• [INSTRUCTIONS FOR THE TASK]: Write out every entry exactly as it stands.

• [SOURCE RECORDS]:
+++

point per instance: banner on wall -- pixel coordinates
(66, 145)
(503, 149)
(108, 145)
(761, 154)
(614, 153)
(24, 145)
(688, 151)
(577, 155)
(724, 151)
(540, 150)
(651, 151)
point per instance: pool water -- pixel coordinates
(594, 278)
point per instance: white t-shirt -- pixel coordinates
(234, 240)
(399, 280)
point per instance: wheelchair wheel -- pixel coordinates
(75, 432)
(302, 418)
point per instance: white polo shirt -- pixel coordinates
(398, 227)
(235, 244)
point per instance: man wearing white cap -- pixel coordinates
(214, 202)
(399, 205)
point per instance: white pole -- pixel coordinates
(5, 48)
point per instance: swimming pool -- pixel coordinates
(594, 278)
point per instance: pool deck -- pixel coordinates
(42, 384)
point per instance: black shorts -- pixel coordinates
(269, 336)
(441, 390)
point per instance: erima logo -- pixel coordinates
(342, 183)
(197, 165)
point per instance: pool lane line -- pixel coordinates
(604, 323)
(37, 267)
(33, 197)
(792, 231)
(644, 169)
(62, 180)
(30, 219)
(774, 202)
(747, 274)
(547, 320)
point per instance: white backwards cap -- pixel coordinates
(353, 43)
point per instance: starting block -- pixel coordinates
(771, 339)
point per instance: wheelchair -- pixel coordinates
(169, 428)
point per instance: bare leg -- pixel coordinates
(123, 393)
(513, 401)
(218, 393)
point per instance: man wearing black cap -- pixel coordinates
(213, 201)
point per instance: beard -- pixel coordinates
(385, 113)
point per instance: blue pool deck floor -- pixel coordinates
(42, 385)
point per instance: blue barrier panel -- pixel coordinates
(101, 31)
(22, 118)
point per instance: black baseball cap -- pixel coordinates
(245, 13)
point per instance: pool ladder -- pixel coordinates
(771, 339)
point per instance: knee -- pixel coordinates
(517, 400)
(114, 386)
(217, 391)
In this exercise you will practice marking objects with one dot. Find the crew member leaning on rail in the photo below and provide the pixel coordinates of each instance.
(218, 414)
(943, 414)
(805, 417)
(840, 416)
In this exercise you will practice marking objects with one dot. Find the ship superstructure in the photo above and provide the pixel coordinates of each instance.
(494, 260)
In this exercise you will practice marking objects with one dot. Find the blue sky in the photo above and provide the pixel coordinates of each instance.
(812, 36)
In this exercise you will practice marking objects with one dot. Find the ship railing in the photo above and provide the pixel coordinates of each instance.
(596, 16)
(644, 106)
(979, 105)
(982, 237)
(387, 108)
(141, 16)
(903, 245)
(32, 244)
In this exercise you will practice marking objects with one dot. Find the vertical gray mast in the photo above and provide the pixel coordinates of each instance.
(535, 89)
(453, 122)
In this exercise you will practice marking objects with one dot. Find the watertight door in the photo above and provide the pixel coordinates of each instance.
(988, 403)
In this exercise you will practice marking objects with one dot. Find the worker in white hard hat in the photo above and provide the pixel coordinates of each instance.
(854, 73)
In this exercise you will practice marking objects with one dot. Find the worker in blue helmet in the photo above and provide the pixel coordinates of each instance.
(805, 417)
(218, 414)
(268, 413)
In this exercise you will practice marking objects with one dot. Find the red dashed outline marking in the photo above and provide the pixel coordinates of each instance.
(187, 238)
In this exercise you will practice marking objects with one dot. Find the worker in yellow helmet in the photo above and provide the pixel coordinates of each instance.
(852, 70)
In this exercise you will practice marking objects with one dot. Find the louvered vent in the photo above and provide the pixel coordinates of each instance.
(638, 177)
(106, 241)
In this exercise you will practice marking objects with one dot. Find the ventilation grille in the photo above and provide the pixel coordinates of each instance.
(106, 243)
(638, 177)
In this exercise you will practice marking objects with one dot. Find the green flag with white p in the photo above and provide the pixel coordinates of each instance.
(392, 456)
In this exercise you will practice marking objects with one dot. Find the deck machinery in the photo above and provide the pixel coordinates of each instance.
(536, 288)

+++

• [RESULT OF THE TASK]:
point per instance: banner on wall -- pixel coordinates
(66, 145)
(503, 149)
(108, 145)
(761, 154)
(614, 153)
(24, 145)
(688, 151)
(577, 155)
(724, 151)
(540, 150)
(651, 151)
point per instance: pool water -- pixel coordinates
(594, 278)
point per instance: white t-shirt -- pixel coordinates
(234, 240)
(399, 280)
point per instance: wheelchair wheel -- pixel coordinates
(75, 432)
(302, 418)
point per instance: white polo shirt -- pixel coordinates
(398, 227)
(235, 244)
point per instance: man wearing white cap -- pixel coordinates
(214, 202)
(399, 205)
point per instance: white pole -- pixel coordinates
(5, 48)
point per instance: swimming pool -- pixel coordinates
(594, 278)
point per instance: pool deck -- pixel coordinates
(42, 384)
point per instance: black shorts -- pixel coordinates
(269, 336)
(441, 390)
point per instance: erima logo -- pixel coordinates
(342, 183)
(197, 165)
point per instance: pool lane line -- pixel coordinates
(604, 323)
(37, 267)
(33, 197)
(792, 231)
(644, 169)
(62, 180)
(30, 219)
(774, 202)
(747, 274)
(547, 320)
point per instance: white backwards cap -- pixel coordinates
(353, 43)
point per instance: starting block -- pixel coordinates
(771, 339)
point per instance: wheelchair -- pixel coordinates
(169, 428)
point per instance: bare leg -- pixel coordinates
(123, 393)
(513, 401)
(218, 393)
point per instance: man wearing black cap -- pixel coordinates
(213, 201)
point per instance: beard -- pixel coordinates
(385, 113)
point per instance: blue pool deck floor -- pixel coordinates
(42, 385)
point per instance: blue barrier panel -- pixel coordinates
(101, 31)
(22, 118)
point per instance: black baseball cap -- pixel coordinates
(245, 13)
point per instance: pool ladder -- pixel coordinates
(771, 339)
point per instance: knee -- pixel coordinates
(517, 400)
(114, 386)
(217, 391)
In this exercise you will practice marking objects with one dot. Find the crew member leaning on rail in the photo below and provide the pixel coordinates of each instance.
(218, 414)
(943, 414)
(805, 417)
(840, 416)
In this exercise you will practice marking objects with one dot. Find the ship superstructure in the photo above and provide the pixel coordinates of each instance.
(494, 260)
In this exercise you will practice marking objects with one dot. Find the blue sky in the photo above and provide the pixel coordinates of each instance.
(812, 36)
In this exercise you will practice marking objects with one dot. Find the ship railing in the photo above and provide the pixel coordinates of each instance.
(596, 16)
(644, 106)
(979, 105)
(982, 237)
(387, 108)
(141, 16)
(903, 245)
(32, 244)
In this exercise you will practice marking objects with one dot. Find the vertical gray mast in the photo above and provide the pixel coordinates of each instance.
(535, 89)
(453, 122)
In this exercise you will practice marking objects with one dot. Find the watertight door in the photo above and provide the pixel coordinates of each instance.
(988, 403)
In this exercise you will practice marking objects with one dot. Find the worker in white hard hat in the photo above and provide the pixel coordinates of each instance.
(854, 73)
In this exercise you will practice marking objects with one dot. Find the worker in blue helmet in the photo above and provide the pixel coordinates of each instance.
(805, 417)
(218, 414)
(268, 413)
In this exercise you will practice marking objects with one dot. Find the red dashed outline marking in the photo above and provide the pixel coordinates of each instance.
(187, 238)
In this exercise you will practice marking objects with one dot. Find the worker in yellow helmet in the photo above and provide the pixel coordinates of each instance.
(852, 70)
In this exercise you will practice marking objects with one dot. Find the louvered vent in the photo above and provide the pixel coordinates of each instance.
(638, 177)
(106, 241)
In this exercise you will practice marking objects with one dot. Find the ventilation grille in the photo above and provide the pixel coordinates of each instance.
(106, 243)
(638, 177)
In this exercise you will practice marking objects with one dot. Find the green flag with white p in the photo above and provide the pixel coordinates of each instance.
(392, 456)
In this exercise you will practice marking objects with one dot. Find the deck machinery in the photo above and provide the pixel coordinates of each instance.
(536, 288)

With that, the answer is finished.